— What the task requires —
Reproduce all of the data below without alteration; exclude every picture.

(Pointing dataset excerpts)
=====

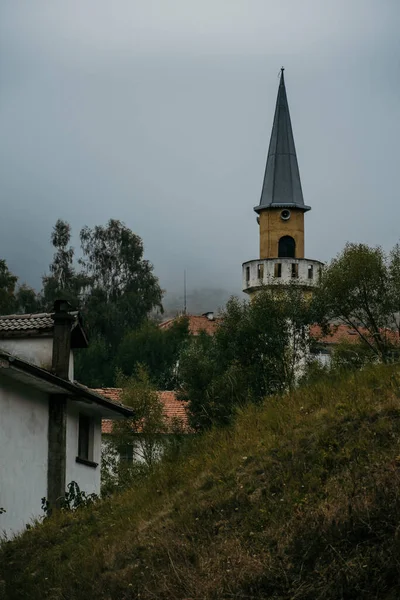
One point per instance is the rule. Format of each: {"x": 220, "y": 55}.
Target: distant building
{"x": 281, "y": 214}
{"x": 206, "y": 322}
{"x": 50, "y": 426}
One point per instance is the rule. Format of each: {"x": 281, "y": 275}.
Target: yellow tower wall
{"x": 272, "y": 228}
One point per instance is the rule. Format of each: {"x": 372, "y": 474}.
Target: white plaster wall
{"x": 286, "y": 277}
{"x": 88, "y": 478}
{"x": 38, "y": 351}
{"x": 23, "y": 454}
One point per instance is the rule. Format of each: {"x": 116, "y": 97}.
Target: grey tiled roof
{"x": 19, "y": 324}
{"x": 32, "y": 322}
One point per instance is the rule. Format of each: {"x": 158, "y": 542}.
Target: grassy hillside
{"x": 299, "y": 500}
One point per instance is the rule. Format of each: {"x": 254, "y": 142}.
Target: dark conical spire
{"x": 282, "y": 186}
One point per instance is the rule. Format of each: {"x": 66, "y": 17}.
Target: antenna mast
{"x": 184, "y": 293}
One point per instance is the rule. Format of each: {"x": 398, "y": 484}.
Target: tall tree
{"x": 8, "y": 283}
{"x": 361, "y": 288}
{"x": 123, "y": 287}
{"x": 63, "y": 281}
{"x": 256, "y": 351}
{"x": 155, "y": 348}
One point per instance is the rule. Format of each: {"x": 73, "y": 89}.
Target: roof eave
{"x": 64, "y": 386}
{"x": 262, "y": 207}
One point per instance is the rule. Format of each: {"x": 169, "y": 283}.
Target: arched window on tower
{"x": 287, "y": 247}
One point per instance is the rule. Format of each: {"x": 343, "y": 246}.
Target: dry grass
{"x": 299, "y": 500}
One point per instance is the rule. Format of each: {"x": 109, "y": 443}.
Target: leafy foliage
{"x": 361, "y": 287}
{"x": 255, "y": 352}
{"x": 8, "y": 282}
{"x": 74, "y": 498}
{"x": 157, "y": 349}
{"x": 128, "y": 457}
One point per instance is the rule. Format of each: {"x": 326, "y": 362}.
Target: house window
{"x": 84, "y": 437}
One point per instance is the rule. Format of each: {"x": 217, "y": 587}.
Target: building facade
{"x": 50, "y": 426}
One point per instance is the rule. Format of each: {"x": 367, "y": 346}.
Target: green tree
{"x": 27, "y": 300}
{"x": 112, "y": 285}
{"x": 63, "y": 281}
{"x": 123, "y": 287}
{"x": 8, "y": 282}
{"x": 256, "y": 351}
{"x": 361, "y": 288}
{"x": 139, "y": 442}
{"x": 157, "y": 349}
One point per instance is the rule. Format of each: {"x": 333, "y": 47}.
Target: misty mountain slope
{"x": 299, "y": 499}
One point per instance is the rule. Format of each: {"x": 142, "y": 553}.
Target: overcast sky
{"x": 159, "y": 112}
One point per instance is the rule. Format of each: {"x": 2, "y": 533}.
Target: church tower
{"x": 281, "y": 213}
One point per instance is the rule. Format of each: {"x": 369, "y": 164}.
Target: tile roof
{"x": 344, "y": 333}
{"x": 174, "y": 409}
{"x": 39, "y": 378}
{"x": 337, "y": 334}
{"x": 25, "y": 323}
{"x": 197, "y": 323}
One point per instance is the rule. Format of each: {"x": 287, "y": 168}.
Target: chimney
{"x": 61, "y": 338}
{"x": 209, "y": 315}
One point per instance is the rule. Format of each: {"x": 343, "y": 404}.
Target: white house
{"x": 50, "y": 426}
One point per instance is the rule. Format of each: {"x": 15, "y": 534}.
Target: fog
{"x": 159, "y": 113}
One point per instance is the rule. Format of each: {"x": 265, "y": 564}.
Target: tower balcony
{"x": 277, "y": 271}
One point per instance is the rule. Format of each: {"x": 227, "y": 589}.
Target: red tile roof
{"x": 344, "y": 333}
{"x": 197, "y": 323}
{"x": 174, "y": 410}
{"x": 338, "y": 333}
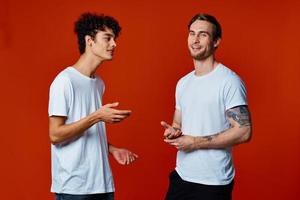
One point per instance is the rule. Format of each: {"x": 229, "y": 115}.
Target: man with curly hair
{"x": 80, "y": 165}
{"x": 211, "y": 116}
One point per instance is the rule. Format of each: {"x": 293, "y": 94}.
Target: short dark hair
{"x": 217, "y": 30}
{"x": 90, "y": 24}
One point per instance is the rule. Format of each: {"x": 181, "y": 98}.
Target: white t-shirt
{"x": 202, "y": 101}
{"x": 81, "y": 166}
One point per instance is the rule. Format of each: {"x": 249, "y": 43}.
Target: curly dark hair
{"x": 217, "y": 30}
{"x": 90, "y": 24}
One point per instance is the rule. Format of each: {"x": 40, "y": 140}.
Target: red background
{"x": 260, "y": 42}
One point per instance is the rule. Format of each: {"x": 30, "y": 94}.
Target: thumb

=====

— Complete response —
One point per instance is the rule. Format of each: {"x": 220, "y": 55}.
Target: distant building
{"x": 281, "y": 214}
{"x": 206, "y": 322}
{"x": 50, "y": 426}
One point per instance is the rule. Format of each: {"x": 281, "y": 275}.
Target: yellow tower wall
{"x": 272, "y": 228}
One point per instance is the rule. Format of each: {"x": 372, "y": 474}.
Target: white plaster wall
{"x": 286, "y": 277}
{"x": 88, "y": 478}
{"x": 38, "y": 351}
{"x": 23, "y": 454}
One point per instance is the rule. Format of each: {"x": 116, "y": 97}.
Target: grey tiled roof
{"x": 19, "y": 324}
{"x": 32, "y": 322}
One point per instance is the rule. Format of each: {"x": 158, "y": 542}.
Target: grassy hillside
{"x": 299, "y": 500}
One point per instance is the rule. Format of each: {"x": 254, "y": 142}.
Target: dark conical spire
{"x": 282, "y": 186}
One point per instance is the rule. Format of each: {"x": 66, "y": 17}.
Target: antenna mast
{"x": 184, "y": 293}
One point per instance is the rule. Format of each: {"x": 398, "y": 484}.
Target: tall tree
{"x": 8, "y": 283}
{"x": 361, "y": 288}
{"x": 123, "y": 287}
{"x": 63, "y": 281}
{"x": 256, "y": 351}
{"x": 155, "y": 348}
One point per instance is the rule. Format of each: {"x": 73, "y": 89}.
Target: roof eave
{"x": 64, "y": 386}
{"x": 262, "y": 207}
One point per instance is the rule. Format of each: {"x": 169, "y": 283}.
Target: arched window on tower
{"x": 287, "y": 247}
One point per instance is the rule. Format of each: {"x": 343, "y": 246}.
Target: dry grass
{"x": 299, "y": 500}
One point per instance is the rule. Format of each: {"x": 109, "y": 443}.
Target: leafy foliage
{"x": 361, "y": 287}
{"x": 255, "y": 352}
{"x": 8, "y": 282}
{"x": 74, "y": 498}
{"x": 157, "y": 349}
{"x": 128, "y": 457}
One point per instance is the rule. Format of each: {"x": 326, "y": 362}.
Target: house window
{"x": 84, "y": 437}
One point per instance is the rule. Format of each: {"x": 217, "y": 587}.
Target: building facade
{"x": 50, "y": 426}
One point per instance is the rule. Format of each: {"x": 367, "y": 346}.
Target: green tree
{"x": 27, "y": 300}
{"x": 112, "y": 285}
{"x": 63, "y": 281}
{"x": 123, "y": 287}
{"x": 8, "y": 282}
{"x": 256, "y": 351}
{"x": 361, "y": 288}
{"x": 139, "y": 442}
{"x": 157, "y": 349}
One point per instance is the rule. Format of each: {"x": 333, "y": 47}.
Target: misty mountain slope
{"x": 299, "y": 499}
One point per instance is the rule. Format of each: {"x": 142, "y": 553}.
Target: overcast sky
{"x": 159, "y": 112}
One point per instance is the rule. Format of each: {"x": 2, "y": 533}.
Target: church tower
{"x": 281, "y": 213}
One point per instance is the rule. Format of each: {"x": 369, "y": 164}.
Target: tile roof
{"x": 344, "y": 333}
{"x": 174, "y": 409}
{"x": 39, "y": 378}
{"x": 337, "y": 334}
{"x": 25, "y": 323}
{"x": 197, "y": 323}
One point per instance is the rule. Format of each: {"x": 287, "y": 168}.
Target: chimney
{"x": 61, "y": 338}
{"x": 209, "y": 315}
One point per instance is the rule. Format of each: {"x": 343, "y": 404}.
Target: white house
{"x": 50, "y": 426}
One point per instance is the rule. Format of each: {"x": 15, "y": 534}.
Target: fog
{"x": 159, "y": 113}
One point per instance is the rule. Format of each: {"x": 265, "y": 564}.
Target: tower balcony
{"x": 277, "y": 271}
One point per instance is the rule. Format of each: {"x": 227, "y": 589}.
Target: red tile roof
{"x": 344, "y": 333}
{"x": 197, "y": 323}
{"x": 174, "y": 410}
{"x": 338, "y": 333}
One point per instance is the rule. Format of each: {"x": 229, "y": 115}.
Target: man with curly hair
{"x": 80, "y": 165}
{"x": 211, "y": 116}
One point per instance is the rule. Format of each: {"x": 293, "y": 94}.
Target: short dark hair
{"x": 217, "y": 30}
{"x": 90, "y": 24}
One point per instance is the rule. Format of each: {"x": 181, "y": 98}.
Target: white t-shirt
{"x": 202, "y": 101}
{"x": 81, "y": 166}
One point per instance is the rule. Format of each: {"x": 249, "y": 43}.
Target: curly dark hair
{"x": 217, "y": 30}
{"x": 90, "y": 24}
One point per instance is the rule. Format of each: {"x": 40, "y": 140}.
Target: red background
{"x": 260, "y": 42}
One point per instance is the rule. Format of each: {"x": 30, "y": 94}.
Target: thumb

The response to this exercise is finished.